- Exercise -
Could you give back every entry below exactly, with the pictures dropped?

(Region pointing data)
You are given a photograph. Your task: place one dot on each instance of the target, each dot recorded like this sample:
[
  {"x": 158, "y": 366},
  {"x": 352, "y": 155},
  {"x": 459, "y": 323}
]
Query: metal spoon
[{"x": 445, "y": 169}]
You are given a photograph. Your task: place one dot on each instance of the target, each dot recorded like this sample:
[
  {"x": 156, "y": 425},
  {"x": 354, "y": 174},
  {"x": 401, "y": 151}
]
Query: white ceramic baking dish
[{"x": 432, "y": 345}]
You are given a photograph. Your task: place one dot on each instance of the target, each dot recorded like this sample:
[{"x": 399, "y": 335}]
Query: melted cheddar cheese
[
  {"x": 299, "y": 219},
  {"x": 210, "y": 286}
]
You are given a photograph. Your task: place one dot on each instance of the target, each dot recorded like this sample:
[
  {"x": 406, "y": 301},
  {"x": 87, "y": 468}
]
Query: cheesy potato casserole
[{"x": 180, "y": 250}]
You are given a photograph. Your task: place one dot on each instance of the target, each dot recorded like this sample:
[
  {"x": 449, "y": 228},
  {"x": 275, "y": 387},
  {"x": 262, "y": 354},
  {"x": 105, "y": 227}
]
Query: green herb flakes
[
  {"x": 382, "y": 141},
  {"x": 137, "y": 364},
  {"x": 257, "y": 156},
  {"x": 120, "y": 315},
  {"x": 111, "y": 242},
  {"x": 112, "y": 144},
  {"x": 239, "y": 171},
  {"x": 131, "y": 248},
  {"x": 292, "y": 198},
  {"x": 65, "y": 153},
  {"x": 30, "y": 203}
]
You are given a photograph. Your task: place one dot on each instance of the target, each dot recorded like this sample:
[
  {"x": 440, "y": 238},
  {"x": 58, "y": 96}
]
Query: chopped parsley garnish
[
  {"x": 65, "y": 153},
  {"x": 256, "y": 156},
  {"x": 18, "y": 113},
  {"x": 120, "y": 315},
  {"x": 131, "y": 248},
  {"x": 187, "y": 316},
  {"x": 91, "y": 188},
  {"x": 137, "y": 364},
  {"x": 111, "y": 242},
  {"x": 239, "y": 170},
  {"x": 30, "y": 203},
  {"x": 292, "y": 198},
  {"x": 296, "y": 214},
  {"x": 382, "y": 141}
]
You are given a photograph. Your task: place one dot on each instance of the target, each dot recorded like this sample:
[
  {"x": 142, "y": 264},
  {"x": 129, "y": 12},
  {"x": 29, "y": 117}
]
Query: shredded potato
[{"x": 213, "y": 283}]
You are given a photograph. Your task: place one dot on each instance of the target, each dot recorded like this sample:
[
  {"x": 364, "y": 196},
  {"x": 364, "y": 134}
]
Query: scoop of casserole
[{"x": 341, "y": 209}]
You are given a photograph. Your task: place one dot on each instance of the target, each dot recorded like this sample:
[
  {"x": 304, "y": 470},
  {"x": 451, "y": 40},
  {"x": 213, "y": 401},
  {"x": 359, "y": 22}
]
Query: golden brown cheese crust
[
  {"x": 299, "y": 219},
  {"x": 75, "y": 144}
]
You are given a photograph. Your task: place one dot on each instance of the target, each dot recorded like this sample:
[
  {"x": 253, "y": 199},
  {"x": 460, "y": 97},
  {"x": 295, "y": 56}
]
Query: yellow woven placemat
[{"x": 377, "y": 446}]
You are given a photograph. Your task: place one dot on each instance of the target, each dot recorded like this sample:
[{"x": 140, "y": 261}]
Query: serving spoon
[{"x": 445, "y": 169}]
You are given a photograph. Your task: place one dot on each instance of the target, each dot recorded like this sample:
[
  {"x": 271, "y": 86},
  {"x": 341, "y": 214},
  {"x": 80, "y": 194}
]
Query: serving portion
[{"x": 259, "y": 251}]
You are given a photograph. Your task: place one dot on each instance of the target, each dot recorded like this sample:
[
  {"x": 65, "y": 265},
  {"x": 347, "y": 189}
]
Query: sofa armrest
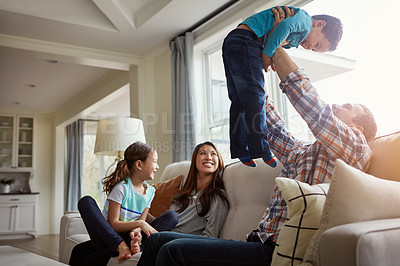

- Exercise result -
You are given a photograph. Your task: place one dot on each instance of the target, each dot recorded like this sample:
[
  {"x": 158, "y": 366},
  {"x": 352, "y": 155},
  {"x": 459, "y": 323}
]
Query: metal spoon
[{"x": 445, "y": 169}]
You are given a photograph. Your task: place one dot on each instance of the target, each dot recorded like this sample:
[
  {"x": 156, "y": 425},
  {"x": 354, "y": 174},
  {"x": 401, "y": 151}
]
Query: white ceramic baking dish
[{"x": 432, "y": 345}]
You are given a photograph. Your task: place one dot on each instance of the target, each dot recorded like this sample:
[{"x": 399, "y": 335}]
Query: melted cheddar cheese
[
  {"x": 299, "y": 219},
  {"x": 210, "y": 286}
]
You are given a photograph. Your task: place one dot on each instance of the target, each dot recorded like this sample:
[
  {"x": 406, "y": 301},
  {"x": 87, "y": 468}
]
Query: cheesy potato casserole
[{"x": 180, "y": 250}]
You are given a photograph. Your task: place one dot on each instance of the target, each dot recorded like this sample:
[
  {"x": 449, "y": 228},
  {"x": 275, "y": 387},
  {"x": 262, "y": 354},
  {"x": 105, "y": 227}
]
Query: green herb flakes
[
  {"x": 382, "y": 141},
  {"x": 137, "y": 364},
  {"x": 257, "y": 156},
  {"x": 120, "y": 315},
  {"x": 111, "y": 242},
  {"x": 112, "y": 144},
  {"x": 239, "y": 171},
  {"x": 131, "y": 248},
  {"x": 292, "y": 198},
  {"x": 65, "y": 153},
  {"x": 30, "y": 203}
]
You are given a photograph. Your task: place one dot on each instance of the target, each dot recorded like this sample:
[
  {"x": 440, "y": 238},
  {"x": 58, "y": 96}
]
Query: chopped parsley garnish
[
  {"x": 65, "y": 153},
  {"x": 256, "y": 156},
  {"x": 18, "y": 113},
  {"x": 120, "y": 315},
  {"x": 131, "y": 248},
  {"x": 187, "y": 316},
  {"x": 91, "y": 188},
  {"x": 137, "y": 364},
  {"x": 111, "y": 242},
  {"x": 239, "y": 170},
  {"x": 30, "y": 203},
  {"x": 292, "y": 198},
  {"x": 296, "y": 214},
  {"x": 382, "y": 141}
]
You are given a photograph. Your task: place one dot on each instance of the target, each dot recorded like this sample:
[
  {"x": 142, "y": 264},
  {"x": 129, "y": 12},
  {"x": 29, "y": 117}
]
Query: shredded potato
[{"x": 213, "y": 283}]
You are given a photograph. Your task: place one dot on each instance of the target, each dot recorded like this sample:
[
  {"x": 364, "y": 196},
  {"x": 364, "y": 134}
]
Query: scoop of casserole
[{"x": 341, "y": 209}]
You are given a photograph. Your task: place one dot on each instance of the target, each dot recorded like this sample:
[
  {"x": 304, "y": 470},
  {"x": 451, "y": 40},
  {"x": 213, "y": 401},
  {"x": 359, "y": 22}
]
Query: golden brown cheese crust
[
  {"x": 299, "y": 219},
  {"x": 75, "y": 144}
]
You are given a photograph. Your task: place one dot on each instance of the target, each dot recorded like this sample:
[
  {"x": 253, "y": 199},
  {"x": 460, "y": 97},
  {"x": 295, "y": 56}
]
Query: yellow woven placemat
[{"x": 377, "y": 446}]
You are given a photograph. Your task: place one dot on each instance of the target, each dot recorded like this sample:
[{"x": 140, "y": 261}]
Query: serving spoon
[{"x": 445, "y": 169}]
You are given a photograph. Your task: place one dot on each instance of the target, each dot recorded like this sample:
[
  {"x": 271, "y": 86},
  {"x": 341, "y": 214},
  {"x": 80, "y": 194}
]
Query: serving portion
[{"x": 259, "y": 251}]
You are given a photograph. Your task: place one dot on each instance of the target, each dot recorded like this sample:
[
  {"x": 65, "y": 265},
  {"x": 347, "y": 189}
]
Query: sofa armrest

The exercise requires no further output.